What you are asked to do
Omit the pictures, then write out every entry exactly as it reads.

..........

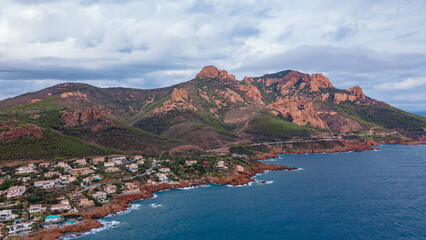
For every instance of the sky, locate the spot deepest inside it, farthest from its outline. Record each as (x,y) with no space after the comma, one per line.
(378,45)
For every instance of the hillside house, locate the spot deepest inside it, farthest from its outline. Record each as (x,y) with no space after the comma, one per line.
(16,191)
(45,184)
(110,189)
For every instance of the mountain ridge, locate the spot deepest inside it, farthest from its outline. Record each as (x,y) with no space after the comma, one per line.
(212,110)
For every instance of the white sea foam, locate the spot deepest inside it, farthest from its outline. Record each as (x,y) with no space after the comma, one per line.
(105,225)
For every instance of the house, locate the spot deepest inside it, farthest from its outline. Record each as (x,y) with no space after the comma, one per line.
(162,177)
(131,187)
(221,164)
(20,227)
(82,171)
(6,215)
(140,162)
(240,168)
(110,189)
(132,167)
(63,206)
(35,208)
(84,202)
(91,178)
(16,191)
(98,160)
(45,184)
(46,165)
(109,164)
(51,174)
(26,169)
(81,161)
(119,160)
(112,169)
(164,169)
(65,166)
(66,179)
(100,196)
(52,219)
(24,179)
(191,162)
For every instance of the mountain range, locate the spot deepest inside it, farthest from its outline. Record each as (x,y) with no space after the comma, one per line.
(211,111)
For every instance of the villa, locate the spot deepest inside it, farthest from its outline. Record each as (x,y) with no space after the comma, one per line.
(6,215)
(35,208)
(45,184)
(81,161)
(16,191)
(84,202)
(26,169)
(100,196)
(191,162)
(110,189)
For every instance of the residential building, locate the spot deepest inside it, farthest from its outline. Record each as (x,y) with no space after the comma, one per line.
(112,169)
(191,162)
(221,164)
(131,187)
(81,161)
(36,208)
(164,169)
(109,164)
(44,165)
(240,168)
(98,160)
(24,179)
(84,202)
(16,191)
(140,162)
(45,184)
(6,215)
(26,169)
(81,171)
(51,174)
(52,219)
(110,189)
(63,206)
(132,167)
(20,227)
(119,160)
(100,196)
(162,177)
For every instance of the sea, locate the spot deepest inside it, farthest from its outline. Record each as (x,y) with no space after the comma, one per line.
(354,195)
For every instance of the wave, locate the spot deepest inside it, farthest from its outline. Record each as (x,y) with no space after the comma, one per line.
(105,225)
(129,209)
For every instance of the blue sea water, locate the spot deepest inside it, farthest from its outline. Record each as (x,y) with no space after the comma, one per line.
(356,195)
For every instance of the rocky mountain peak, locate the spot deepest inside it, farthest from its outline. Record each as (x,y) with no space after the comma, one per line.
(319,81)
(213,72)
(357,91)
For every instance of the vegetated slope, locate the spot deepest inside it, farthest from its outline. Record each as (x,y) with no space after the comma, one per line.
(211,111)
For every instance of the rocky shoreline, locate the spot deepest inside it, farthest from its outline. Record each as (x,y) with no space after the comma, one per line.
(121,202)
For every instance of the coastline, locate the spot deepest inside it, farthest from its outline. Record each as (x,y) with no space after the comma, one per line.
(122,202)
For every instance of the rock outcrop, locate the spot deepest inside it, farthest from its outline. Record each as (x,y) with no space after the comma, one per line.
(178,101)
(210,72)
(24,131)
(319,81)
(299,111)
(92,117)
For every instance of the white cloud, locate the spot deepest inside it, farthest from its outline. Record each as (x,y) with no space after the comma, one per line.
(166,42)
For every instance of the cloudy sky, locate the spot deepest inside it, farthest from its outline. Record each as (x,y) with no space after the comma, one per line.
(378,45)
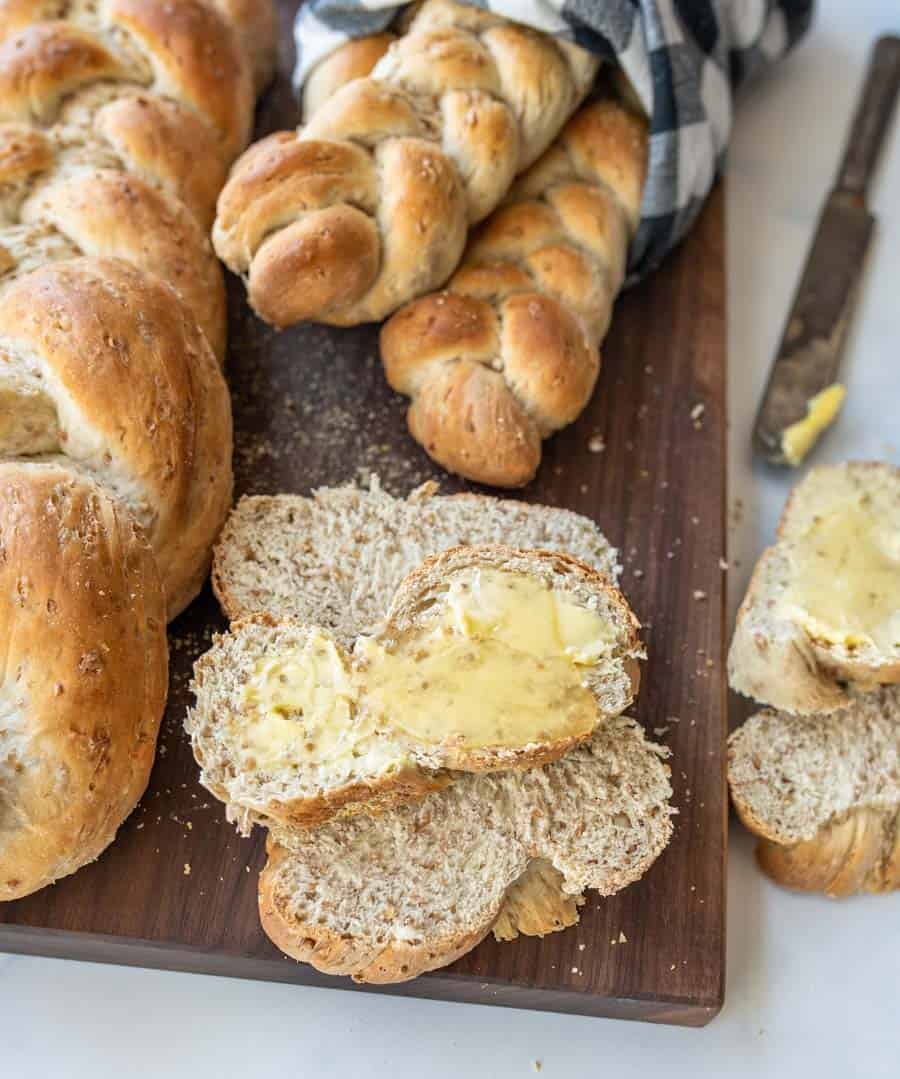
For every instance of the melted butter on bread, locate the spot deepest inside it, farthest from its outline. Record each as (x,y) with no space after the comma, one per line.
(303,705)
(845,587)
(501,661)
(500,664)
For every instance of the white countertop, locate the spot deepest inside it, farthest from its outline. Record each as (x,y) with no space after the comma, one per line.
(813,985)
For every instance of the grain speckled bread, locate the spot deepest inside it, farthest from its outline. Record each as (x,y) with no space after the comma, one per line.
(103,369)
(82,632)
(508,353)
(387,898)
(844,522)
(822,792)
(117,126)
(336,559)
(390,763)
(368,205)
(118,122)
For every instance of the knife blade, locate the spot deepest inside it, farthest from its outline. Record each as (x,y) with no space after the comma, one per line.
(803,396)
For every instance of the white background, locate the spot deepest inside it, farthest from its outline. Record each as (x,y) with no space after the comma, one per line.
(813,985)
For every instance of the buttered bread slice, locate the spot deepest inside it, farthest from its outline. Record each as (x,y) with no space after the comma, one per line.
(386,898)
(489,658)
(823,604)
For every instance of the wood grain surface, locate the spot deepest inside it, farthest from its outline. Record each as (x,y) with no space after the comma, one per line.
(646,461)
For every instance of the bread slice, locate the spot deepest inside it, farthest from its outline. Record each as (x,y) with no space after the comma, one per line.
(823,603)
(336,559)
(823,793)
(291,727)
(384,899)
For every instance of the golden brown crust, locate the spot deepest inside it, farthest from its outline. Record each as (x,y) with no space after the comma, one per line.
(859,852)
(354,59)
(777,661)
(536,903)
(168,146)
(84,672)
(376,964)
(109,213)
(195,57)
(117,123)
(508,353)
(256,23)
(450,112)
(121,336)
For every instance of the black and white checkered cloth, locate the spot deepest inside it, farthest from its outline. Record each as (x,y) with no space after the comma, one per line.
(684,59)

..........

Exercise solution
For every instance of the sky, locate the spot deepest inside it, farthest from its outline. Record each as (x,y) with no space after the comma, one per line.
(378,45)
For every instance of the hillside house, locate the spot deepest inside it, farthest from its outline. Record each as (x,y) with no space after the comma, one per line.
(16,191)
(45,184)
(110,189)
For every instance of the mountain ridge, locate the spot deepest inside it, farthest from its outline. Record each as (x,y) with no space after the comma, one per line.
(212,110)
For every instance of the white sea foam, locate the spot deepest inside it, farthest from its outline. Record each as (x,y) with no space after the comma, one per line.
(105,225)
For every instance of the house, locate the spot deepest inside it, farthest from its outline. Record each as (x,y) with no space after the comma, one per line.
(162,177)
(131,187)
(221,164)
(20,227)
(82,171)
(6,215)
(140,162)
(240,168)
(110,189)
(132,167)
(63,206)
(35,208)
(84,202)
(91,178)
(16,191)
(98,160)
(45,184)
(46,165)
(109,164)
(51,174)
(26,169)
(81,161)
(119,160)
(112,169)
(164,169)
(65,166)
(66,179)
(100,196)
(52,219)
(24,179)
(191,162)
For every instance of the mountain range, locate the spot deepest inside it, farthest from its outline. Record each as (x,y) with no space after the comma, one per line.
(211,111)
For every instance of the villa, locate the spot deepest inside it, farthest from its outline. Record each as (x,y) with no space after the comma, one per line.
(6,215)
(35,208)
(45,184)
(81,161)
(16,191)
(84,202)
(26,169)
(100,196)
(191,162)
(110,189)
For every instance of the residential building, locate the spot deepest inside it, farthest from its outline. Record each as (x,y) with no space after the comma, one per line.
(112,169)
(191,162)
(221,164)
(131,187)
(81,161)
(36,208)
(164,169)
(109,164)
(44,165)
(240,168)
(98,160)
(24,179)
(84,202)
(16,191)
(140,162)
(45,184)
(6,215)
(26,169)
(81,171)
(51,174)
(52,219)
(110,189)
(63,206)
(132,167)
(20,227)
(119,160)
(100,196)
(162,177)
For every instance of the sea, locate the spot deepest inside it, farthest from its outline. Record each as (x,y) with no space after the comma, one per line.
(354,195)
For every instance of the wave, locate the spot deepest inside it, farthest from its outline. Record each as (x,y) with no space after the comma, one per line.
(105,225)
(129,209)
For every instance of the blue sea water, locate the spot deepest inside it, farthest from its outline. Record each as (x,y) with no space after the comma, one per line.
(356,195)
For every instance of the rocky mountain peak, locate the spot deepest inside it, farthest from its outline. Record each as (x,y) with no space after the comma, one per line.
(319,81)
(213,72)
(357,91)
For every instance of the vegetated slope, locate the spot deepest inside it, farthest from its outline. Record each as (x,y) with no space after the comma, one per line.
(211,111)
For every instance of the rocky shoreline, locate the spot deepest inside it, farthest from its outline. Record each as (x,y) with no space after the comma, one per line.
(121,202)
For every instance of the coastline, locate the spot deepest inside it, farthest from its outline. Record each as (x,y) with no space after the comma, one per line.
(122,202)
For every instance of the rock outcrop, locate the spot deepest inside it, farthest from its outline. Record each as (x,y) with no space after the comma, one per line.
(178,101)
(210,72)
(24,131)
(319,81)
(299,111)
(92,117)
For every instance of the white cloud, locate the spot deepest inside it, farthest from its outline. Record each as (x,y) with no space after the comma, one per line.
(166,42)
For every instance of the cloudy sky, locate the spot deepest inside it, farthest from its outline. Record each as (x,y) with no space after the comma, one per line.
(378,45)
For every instance of the melted butter on bread, locate the spot deepest inside it, farthest from its outline. Record each as (x,y) with no space after the comma, one per line.
(303,705)
(845,587)
(501,661)
(500,664)
For every instance of the white countertop, locate the spot deepest inside it, farthest from its outline. Record each as (x,y) with no space after the comma, one per line.
(813,985)
For every instance of the grain speckled bread, locate the spot deepest inside it, farthest from its outline. Record each as (x,y) with no space after the comma, one per line.
(103,369)
(82,632)
(508,353)
(387,898)
(844,522)
(822,792)
(117,126)
(336,559)
(390,763)
(368,205)
(118,122)
For every instance of the knife blade, locate the spot deepest inside it, farthest from its outline. Record each as (x,y) with no space after the comma, one per line.
(803,396)
For every instance of the white background, locate the spot deepest inside it, farthest from its outline. Record each as (x,y) with no space after the comma, one per line.
(813,985)
For every instance of the buttered bread slice, locate the spot deepest inside it, farthest from its outline. Record each as (x,y) with no space after the comma, one per line.
(386,898)
(489,658)
(823,604)
For every instance of the wood grain surface, locate the spot deepest inside it, farthest from its outline. Record each as (x,y) with no space after the comma, one per line.
(646,461)
For every instance of the bread slice, locate the spot deepest inside it, farthest from its outline. Record each as (x,y) with no space after the comma, one per line.
(823,603)
(336,559)
(823,793)
(291,727)
(384,899)
For every instance of the golden brown crust, locate the spot deepest inside it, farthest from its outline. Record each as (x,y) with no space after the comma, one per line.
(859,852)
(354,59)
(777,661)
(536,903)
(168,146)
(84,672)
(376,964)
(109,213)
(195,57)
(117,123)
(508,353)
(256,23)
(450,112)
(121,336)
For every instance of the black and white checkered cloth, locate the spot deepest inside it, farthest from its outline. Record each as (x,y) with no space after the comma, one per line.
(684,59)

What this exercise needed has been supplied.